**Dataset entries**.
☆ ☆ ☆
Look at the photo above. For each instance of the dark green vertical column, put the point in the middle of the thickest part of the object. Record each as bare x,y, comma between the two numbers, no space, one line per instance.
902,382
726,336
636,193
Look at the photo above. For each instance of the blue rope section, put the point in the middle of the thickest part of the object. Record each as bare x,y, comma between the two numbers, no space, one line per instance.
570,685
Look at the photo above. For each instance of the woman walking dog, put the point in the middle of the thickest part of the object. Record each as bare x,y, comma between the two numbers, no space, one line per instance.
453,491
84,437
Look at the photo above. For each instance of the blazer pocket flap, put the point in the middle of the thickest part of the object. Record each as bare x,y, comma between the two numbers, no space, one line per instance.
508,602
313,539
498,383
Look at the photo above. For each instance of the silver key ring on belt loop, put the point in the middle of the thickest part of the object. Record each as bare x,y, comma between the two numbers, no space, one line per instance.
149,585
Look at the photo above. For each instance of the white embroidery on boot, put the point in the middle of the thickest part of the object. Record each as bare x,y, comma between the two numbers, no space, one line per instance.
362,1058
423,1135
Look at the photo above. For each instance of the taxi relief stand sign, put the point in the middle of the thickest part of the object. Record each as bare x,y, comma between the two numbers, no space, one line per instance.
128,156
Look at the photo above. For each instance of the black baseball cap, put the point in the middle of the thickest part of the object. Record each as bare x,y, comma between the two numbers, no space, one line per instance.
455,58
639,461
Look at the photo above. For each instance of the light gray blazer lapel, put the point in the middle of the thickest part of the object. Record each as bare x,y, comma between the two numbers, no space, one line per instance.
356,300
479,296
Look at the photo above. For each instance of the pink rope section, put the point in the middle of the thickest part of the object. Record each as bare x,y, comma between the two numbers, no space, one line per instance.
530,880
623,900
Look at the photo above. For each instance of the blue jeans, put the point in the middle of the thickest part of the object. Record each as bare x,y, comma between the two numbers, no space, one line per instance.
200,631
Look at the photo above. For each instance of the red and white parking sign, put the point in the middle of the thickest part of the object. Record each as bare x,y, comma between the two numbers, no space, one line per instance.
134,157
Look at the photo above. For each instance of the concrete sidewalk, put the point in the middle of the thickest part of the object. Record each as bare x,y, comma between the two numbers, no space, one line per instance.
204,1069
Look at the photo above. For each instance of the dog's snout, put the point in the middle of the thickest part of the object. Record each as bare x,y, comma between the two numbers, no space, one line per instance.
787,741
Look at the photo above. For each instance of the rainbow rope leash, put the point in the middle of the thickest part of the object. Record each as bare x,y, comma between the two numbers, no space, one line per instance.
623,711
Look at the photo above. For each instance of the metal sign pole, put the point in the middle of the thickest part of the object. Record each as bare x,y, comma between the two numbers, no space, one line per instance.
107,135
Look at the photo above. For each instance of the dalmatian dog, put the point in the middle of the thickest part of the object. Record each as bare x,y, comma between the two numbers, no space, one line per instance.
☆ ☆ ☆
**TASK BRIEF**.
The lines from the one with "Look at the photo above. For each instance of the metal" through the final line of the data are to be reproduced exactly, both included, with no other lines.

**OUTPUT**.
Look at the photo above. For each instance of the metal sign pole, put the point in the middle of the thickest part of the object. Record each as bare x,y, comma between the two numbers, no space, one line per instance.
107,135
Look at the photo above. For each instance of the dalmatian dog, put the point in the middle of the thickest part of the object. Record each as bare x,y, comma between the two numbers, no space, one line per instance.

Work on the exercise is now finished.